TEXT SHOWN →
════

It's Aerial Bombardment, and it could be only a Free Radicals album, and in a way, it could come from only Houston. More so than other towns, we are still a city of big bands and big ideas. There's the Calvin Owens Blues Orchestra, Guy Schwartz's New Jack Hippies collective and this bunch, all still active and all with ideas as large as Tom DeLay's ego.

We're also a town that likes to wing it. Planning isn't our strong suit. It's anathema to the Free Radicals, who make up almost all their music at each and every gig. Aerial Bombardment harvests some of the highlights of these shows. "The general recording method of this album is pretty consistent," says drummer/bandleader Nick Cooper. "There were a couple of tunes done in the studio, but generally the songs are recorded live, edited down, tightly condensed and then chosen from there. Out of a two-hour show, we might end up with ten minutes of edited material. There's a little bit of overdubbing here and there."

With any improvisational band, there's a danger of noodling and musical wankery. Most of this kind of stuff comes across as a great blob of undifferentiated musical protoplasm -- ever shifting, ever throbbing, but never arriving at a destination of any kind. Not so with the Free Radicals, at least the great majority of the time.

════

RECORDS PROVIDED →
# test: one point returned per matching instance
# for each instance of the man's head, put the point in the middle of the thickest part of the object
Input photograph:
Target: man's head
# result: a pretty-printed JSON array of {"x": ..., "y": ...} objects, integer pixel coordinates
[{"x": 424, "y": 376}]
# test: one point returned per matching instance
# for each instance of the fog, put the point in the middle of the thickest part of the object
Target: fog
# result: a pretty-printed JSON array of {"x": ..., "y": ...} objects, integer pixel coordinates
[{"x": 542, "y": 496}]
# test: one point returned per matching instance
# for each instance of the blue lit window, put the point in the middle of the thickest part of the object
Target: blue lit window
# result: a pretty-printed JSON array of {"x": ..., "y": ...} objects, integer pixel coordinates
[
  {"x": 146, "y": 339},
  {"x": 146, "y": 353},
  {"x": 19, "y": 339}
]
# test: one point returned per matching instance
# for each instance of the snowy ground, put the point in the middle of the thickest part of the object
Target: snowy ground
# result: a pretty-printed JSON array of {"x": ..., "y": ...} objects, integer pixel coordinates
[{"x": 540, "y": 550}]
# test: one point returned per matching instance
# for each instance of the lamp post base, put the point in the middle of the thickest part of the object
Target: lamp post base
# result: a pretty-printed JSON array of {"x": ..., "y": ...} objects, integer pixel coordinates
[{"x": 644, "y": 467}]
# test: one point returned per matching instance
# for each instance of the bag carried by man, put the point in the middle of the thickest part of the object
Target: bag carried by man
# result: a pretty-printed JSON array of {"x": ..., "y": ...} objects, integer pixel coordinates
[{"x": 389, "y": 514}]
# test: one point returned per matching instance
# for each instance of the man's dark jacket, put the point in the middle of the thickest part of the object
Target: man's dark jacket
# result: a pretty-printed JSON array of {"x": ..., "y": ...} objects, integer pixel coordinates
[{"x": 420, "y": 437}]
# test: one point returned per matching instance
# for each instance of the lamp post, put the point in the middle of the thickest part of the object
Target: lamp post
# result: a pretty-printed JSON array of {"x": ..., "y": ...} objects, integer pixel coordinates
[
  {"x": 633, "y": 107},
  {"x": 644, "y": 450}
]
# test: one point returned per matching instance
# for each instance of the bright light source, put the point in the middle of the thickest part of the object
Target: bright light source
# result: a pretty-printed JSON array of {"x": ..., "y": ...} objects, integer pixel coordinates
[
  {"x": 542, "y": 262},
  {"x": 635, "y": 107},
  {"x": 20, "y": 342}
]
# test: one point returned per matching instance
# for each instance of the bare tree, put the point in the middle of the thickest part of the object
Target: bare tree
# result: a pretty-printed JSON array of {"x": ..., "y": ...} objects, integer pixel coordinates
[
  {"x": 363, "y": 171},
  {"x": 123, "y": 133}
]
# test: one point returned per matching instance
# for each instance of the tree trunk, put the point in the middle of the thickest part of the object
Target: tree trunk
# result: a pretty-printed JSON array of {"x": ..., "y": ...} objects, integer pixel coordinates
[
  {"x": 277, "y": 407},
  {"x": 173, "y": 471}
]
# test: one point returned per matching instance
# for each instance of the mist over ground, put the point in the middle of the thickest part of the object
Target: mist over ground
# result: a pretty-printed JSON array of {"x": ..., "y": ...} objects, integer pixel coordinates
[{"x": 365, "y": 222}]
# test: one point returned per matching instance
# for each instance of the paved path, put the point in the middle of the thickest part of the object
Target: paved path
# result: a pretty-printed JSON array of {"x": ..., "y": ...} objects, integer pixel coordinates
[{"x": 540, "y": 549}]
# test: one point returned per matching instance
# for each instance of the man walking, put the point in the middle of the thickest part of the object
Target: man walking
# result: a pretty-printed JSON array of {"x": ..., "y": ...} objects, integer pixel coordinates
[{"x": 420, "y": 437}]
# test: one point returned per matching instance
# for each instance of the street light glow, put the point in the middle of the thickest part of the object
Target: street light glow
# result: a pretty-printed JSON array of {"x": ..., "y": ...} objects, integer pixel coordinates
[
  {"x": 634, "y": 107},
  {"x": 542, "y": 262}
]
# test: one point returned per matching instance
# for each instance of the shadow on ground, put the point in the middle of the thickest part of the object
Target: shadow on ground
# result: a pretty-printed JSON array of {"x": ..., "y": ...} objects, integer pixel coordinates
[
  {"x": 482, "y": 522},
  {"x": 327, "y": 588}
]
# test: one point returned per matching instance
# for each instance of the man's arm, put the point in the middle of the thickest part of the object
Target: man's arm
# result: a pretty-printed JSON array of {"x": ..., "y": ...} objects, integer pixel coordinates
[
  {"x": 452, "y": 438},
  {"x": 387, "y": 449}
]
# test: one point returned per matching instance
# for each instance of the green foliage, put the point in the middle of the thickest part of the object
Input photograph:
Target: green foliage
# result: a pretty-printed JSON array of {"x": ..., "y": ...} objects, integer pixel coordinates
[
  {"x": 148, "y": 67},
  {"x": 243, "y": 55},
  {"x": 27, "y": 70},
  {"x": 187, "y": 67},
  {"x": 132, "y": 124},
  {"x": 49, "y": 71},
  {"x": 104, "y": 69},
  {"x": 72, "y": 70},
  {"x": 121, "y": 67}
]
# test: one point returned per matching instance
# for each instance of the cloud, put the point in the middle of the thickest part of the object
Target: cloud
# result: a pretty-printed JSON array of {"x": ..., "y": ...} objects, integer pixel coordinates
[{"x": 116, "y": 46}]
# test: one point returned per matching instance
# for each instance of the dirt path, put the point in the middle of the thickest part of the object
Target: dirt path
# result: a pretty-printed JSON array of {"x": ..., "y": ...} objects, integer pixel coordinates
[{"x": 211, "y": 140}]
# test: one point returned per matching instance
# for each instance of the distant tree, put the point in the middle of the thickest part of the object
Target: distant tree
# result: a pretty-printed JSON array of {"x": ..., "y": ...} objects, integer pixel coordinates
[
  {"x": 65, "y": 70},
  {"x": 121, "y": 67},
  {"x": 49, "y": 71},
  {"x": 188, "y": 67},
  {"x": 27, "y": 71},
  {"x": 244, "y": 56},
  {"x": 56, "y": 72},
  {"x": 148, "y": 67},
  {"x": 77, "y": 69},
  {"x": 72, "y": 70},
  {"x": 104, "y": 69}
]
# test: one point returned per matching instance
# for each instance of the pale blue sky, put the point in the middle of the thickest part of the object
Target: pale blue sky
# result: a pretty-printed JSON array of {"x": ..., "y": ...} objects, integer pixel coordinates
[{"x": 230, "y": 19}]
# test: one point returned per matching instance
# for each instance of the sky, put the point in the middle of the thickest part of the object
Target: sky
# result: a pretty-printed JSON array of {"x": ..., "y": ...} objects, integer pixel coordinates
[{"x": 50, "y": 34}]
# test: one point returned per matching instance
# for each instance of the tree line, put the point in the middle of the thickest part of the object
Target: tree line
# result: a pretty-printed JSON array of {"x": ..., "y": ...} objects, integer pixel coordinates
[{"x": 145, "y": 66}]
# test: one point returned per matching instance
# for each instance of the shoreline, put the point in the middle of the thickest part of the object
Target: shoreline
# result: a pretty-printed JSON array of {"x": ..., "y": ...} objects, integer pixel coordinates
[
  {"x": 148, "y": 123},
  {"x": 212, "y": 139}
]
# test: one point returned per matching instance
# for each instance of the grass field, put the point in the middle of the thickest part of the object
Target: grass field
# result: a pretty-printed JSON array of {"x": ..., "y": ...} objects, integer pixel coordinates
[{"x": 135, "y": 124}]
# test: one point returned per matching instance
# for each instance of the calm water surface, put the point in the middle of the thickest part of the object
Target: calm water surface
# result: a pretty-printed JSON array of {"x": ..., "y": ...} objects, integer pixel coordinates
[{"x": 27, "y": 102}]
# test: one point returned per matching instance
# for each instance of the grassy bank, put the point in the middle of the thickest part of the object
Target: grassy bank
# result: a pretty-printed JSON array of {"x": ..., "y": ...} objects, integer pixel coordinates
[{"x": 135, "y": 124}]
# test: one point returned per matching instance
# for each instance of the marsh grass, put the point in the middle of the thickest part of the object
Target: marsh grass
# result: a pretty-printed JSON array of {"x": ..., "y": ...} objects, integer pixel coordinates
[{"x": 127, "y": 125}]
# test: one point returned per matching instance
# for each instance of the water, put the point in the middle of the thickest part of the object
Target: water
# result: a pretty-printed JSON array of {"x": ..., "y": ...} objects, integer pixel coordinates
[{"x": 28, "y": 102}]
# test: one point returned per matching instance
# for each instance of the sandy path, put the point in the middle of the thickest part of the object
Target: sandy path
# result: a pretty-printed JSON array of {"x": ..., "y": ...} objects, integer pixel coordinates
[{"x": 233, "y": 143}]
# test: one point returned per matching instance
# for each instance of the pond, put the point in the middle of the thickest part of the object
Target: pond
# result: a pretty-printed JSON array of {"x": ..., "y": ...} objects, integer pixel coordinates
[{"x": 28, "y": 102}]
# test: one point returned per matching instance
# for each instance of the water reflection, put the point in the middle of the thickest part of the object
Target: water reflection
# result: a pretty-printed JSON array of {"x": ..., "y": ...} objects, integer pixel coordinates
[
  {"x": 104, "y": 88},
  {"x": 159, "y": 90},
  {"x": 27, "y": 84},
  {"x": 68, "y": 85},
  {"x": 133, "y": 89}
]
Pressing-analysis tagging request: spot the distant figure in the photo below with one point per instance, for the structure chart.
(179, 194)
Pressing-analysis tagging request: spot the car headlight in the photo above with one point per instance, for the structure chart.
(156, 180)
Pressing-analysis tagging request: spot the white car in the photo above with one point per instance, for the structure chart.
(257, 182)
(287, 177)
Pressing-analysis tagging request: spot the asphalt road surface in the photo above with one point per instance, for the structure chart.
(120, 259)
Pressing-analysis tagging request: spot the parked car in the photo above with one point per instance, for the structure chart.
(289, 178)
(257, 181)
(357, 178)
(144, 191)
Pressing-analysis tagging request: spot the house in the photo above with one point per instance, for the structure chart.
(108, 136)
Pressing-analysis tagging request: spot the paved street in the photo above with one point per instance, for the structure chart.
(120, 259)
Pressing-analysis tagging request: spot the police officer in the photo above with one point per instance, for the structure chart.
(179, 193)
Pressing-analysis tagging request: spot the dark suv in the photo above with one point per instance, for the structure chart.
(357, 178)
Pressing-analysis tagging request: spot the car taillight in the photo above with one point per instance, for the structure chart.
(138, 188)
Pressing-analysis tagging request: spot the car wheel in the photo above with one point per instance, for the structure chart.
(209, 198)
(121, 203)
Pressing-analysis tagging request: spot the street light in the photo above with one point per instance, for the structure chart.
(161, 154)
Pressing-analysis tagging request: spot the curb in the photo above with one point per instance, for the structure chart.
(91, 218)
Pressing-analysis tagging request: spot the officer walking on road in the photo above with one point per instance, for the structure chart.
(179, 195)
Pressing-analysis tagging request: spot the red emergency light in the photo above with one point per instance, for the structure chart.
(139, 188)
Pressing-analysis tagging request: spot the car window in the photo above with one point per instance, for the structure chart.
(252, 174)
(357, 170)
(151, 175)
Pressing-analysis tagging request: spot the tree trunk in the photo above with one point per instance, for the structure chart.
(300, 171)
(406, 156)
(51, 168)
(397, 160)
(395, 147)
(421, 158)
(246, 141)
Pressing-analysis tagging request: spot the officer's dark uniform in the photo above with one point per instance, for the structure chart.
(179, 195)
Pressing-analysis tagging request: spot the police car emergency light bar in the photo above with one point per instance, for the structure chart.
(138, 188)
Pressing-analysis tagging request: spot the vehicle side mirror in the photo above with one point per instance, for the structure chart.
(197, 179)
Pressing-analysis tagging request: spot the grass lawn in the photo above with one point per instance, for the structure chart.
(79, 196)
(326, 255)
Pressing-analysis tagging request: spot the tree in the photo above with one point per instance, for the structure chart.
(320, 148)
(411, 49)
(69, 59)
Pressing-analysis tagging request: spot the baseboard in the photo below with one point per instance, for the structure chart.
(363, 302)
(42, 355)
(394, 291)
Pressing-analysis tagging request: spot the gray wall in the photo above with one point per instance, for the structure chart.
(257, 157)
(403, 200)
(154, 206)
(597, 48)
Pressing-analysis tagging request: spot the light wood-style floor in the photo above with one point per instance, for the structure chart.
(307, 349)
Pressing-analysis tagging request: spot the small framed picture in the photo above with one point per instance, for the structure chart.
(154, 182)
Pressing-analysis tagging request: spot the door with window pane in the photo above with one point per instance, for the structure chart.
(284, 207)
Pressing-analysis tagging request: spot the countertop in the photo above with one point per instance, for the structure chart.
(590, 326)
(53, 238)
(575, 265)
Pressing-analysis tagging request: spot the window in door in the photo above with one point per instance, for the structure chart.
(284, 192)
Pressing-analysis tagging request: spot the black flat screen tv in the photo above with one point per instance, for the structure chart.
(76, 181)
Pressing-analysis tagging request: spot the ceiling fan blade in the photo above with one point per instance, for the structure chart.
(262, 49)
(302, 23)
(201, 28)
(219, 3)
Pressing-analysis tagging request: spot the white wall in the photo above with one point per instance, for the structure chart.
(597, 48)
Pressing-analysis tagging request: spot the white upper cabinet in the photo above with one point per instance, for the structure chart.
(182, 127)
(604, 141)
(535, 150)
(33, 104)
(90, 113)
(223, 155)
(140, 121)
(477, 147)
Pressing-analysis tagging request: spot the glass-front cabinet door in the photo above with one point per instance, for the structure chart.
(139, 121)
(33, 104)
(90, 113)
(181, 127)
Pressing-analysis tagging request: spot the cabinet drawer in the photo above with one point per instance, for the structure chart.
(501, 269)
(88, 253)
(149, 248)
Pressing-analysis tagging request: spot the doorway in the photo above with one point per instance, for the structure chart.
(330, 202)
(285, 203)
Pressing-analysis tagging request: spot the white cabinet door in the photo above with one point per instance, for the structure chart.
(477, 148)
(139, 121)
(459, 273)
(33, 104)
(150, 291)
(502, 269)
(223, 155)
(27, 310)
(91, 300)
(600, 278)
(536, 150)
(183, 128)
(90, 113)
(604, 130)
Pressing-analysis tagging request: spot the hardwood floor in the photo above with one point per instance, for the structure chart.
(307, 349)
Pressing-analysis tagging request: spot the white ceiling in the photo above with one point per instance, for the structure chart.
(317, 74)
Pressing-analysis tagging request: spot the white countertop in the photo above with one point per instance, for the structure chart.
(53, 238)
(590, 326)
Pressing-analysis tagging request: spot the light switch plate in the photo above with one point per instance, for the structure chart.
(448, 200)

════

JOB →
Carry on the review of the Free Radicals album Aerial Bombardment, starting after its final sentence.

RESPONSE TO THIS EXERCISE →
Free Radicals vibraphonist Harry Sheppard credits Cooper with keeping the band moving forward. "Most of these bands that play free -- the music doesn't sound like it goes anywhere. Years ago somebody called that stuff nuthouse music. Snake-pit…People walking around…It's insanity! But Nick does a different thing. It's a time thing, a pulse. We all go around that pulse, and that's about it. There's no restrictions, it goes about anywhere -- sometimes it evolves into the same key, sometimes there's two keys playing opposite each other, and that's interesting, but nobody's doing what he's doing -- keeping that pulse going. If they are doing it, it sounds too organized."

Sheppard says that music begins and ends with the beat. "Most of the time Nick starts playing. Nobody says a word to anybody. He starts playing the beat, [bassist] Theo [Bijarra] come in and builds and builds, and we listen to each other. It tells a story, it goes in this direction, it's always communicating and listening. It's total musical communication. Sometimes it has to be edited out, but most of the time it's very exciting stuff."

Sheppard's right -- about both the "most of the time" bit and the "very exciting stuff." On the negative side, there are parts of Aerial Bombardment that arrive out of nowhere as suddenly as a red wasp at a picnic and disappear just as fast. Then there's the reggae-capoeira "Quilombo Dub," a tune that collapses under the weight of its groove, its ambitious sitar and its Brazilian drum instrumentation. Still, it's merely plodding, a far cry from the nuthouse snake-pit of Sheppard's disdain, and the very next song, the hot and jazzy "Harry Stops the War," picks up the pace considerably and features a nice buildup.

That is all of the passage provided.